● TASK TO CARRY OUT:
Rewrite every line of the listing from the line containing "Phrase -- mesh string bag" through the line containing "(1206, 673)", both included, and shift each point coordinate by adding 41 to both of its numbers. Keep all other text in those lines unchanged.

--- START RAW RECORDS ---

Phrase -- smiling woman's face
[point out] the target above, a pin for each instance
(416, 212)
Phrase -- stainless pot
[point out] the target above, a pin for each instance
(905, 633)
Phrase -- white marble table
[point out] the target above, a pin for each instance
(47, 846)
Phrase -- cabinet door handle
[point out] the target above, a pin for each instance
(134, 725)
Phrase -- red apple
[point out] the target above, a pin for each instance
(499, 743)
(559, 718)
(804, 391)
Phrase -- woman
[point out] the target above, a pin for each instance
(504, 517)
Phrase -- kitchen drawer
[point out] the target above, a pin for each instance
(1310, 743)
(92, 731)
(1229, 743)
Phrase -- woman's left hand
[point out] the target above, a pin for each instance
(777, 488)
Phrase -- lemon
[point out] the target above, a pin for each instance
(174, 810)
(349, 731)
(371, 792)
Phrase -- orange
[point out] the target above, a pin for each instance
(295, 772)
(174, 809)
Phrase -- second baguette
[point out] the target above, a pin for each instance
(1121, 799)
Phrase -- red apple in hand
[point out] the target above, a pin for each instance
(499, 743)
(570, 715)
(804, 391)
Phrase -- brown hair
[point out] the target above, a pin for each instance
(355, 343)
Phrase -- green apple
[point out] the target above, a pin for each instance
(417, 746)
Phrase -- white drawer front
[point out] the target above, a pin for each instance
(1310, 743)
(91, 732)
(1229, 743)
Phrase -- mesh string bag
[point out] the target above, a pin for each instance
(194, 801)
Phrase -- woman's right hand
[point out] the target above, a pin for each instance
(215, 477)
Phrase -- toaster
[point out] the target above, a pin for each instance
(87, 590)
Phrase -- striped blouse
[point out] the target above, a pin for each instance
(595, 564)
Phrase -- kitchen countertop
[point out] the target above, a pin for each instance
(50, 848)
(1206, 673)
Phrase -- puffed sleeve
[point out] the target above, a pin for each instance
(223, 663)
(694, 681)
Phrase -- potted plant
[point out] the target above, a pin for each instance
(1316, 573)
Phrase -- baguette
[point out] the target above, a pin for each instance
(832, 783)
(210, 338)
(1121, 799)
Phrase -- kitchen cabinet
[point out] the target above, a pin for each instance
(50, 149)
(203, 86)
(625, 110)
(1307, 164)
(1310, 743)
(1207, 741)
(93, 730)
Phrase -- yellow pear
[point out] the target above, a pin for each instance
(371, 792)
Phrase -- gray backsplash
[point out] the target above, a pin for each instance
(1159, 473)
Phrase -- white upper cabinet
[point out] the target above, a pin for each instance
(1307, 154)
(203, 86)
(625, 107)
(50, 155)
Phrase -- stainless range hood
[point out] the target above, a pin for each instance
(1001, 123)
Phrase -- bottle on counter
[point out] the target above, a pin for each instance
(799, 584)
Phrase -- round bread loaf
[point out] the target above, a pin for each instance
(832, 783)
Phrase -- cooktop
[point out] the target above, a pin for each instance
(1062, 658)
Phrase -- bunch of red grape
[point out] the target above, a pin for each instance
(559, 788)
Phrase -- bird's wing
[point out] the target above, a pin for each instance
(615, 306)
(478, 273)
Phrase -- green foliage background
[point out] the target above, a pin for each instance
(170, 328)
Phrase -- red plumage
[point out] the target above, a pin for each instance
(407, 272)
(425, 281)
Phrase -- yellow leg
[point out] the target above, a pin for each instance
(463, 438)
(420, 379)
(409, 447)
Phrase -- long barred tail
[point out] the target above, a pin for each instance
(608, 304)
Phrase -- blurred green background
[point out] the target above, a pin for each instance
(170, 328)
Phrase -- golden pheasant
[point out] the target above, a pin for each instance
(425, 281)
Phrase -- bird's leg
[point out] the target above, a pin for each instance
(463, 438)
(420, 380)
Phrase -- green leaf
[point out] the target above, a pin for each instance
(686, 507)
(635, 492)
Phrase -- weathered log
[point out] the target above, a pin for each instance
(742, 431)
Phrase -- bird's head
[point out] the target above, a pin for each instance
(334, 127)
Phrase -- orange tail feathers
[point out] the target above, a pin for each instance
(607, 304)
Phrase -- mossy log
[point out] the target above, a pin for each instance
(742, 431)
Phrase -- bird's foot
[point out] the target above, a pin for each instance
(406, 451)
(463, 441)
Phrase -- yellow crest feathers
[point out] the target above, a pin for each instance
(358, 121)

--- END RAW RECORDS ---

● FULL OUTPUT:
Phrase -- mesh string bag
[point out] the target above, a pin for each instance
(235, 842)
Phrase -- woman's right hand
[point out] the target above, a pin for each instance
(256, 518)
Phrase -- toaster
[point out] the target above, a pin for each instance
(128, 631)
Phrase -- striped blouse
[point out] the target above, a pin for each instance
(636, 605)
Phrase -- kitchen countertop
[point out] the target above, a pin for each instance
(91, 889)
(1247, 714)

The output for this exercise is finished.